◆ **WHAT YOU ARE ASKED TO DO**
Search the listing below for the string "ground", then copy every line it appears in.

── DATASET ENTRIES ──

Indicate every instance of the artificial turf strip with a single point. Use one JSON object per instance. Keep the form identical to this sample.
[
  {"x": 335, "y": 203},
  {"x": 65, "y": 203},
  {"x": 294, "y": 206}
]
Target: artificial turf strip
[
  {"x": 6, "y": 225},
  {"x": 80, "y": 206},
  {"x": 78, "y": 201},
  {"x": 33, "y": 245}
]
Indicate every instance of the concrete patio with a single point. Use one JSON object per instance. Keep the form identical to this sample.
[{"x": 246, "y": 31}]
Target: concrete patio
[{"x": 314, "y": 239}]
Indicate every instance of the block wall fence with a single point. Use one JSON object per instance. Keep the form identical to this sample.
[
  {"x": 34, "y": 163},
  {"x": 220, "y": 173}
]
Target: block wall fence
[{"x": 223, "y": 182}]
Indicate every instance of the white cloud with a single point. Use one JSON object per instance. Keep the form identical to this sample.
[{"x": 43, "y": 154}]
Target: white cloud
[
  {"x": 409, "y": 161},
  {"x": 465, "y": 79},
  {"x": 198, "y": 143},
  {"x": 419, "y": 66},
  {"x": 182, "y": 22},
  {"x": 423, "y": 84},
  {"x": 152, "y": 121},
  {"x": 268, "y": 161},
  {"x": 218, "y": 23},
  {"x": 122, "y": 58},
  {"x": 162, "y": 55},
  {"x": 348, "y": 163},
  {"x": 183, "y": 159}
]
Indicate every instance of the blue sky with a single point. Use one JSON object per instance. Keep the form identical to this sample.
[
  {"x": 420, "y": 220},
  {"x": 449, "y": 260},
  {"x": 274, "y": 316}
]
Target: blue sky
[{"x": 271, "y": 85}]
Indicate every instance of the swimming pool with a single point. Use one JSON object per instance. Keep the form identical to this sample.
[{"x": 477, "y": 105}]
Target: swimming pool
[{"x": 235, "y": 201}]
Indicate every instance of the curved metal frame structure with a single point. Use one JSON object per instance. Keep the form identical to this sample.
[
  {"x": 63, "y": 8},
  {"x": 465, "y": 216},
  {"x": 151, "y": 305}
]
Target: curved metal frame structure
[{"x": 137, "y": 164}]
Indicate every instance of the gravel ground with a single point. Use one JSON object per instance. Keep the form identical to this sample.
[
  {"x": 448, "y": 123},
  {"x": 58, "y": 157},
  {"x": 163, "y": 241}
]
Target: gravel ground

───

◆ **FINISHED EXERCISE**
Indicate every instance of the gravel ground with a single point. Use one JSON object per instance. Keep the form identical to this sample.
Target: gravel ground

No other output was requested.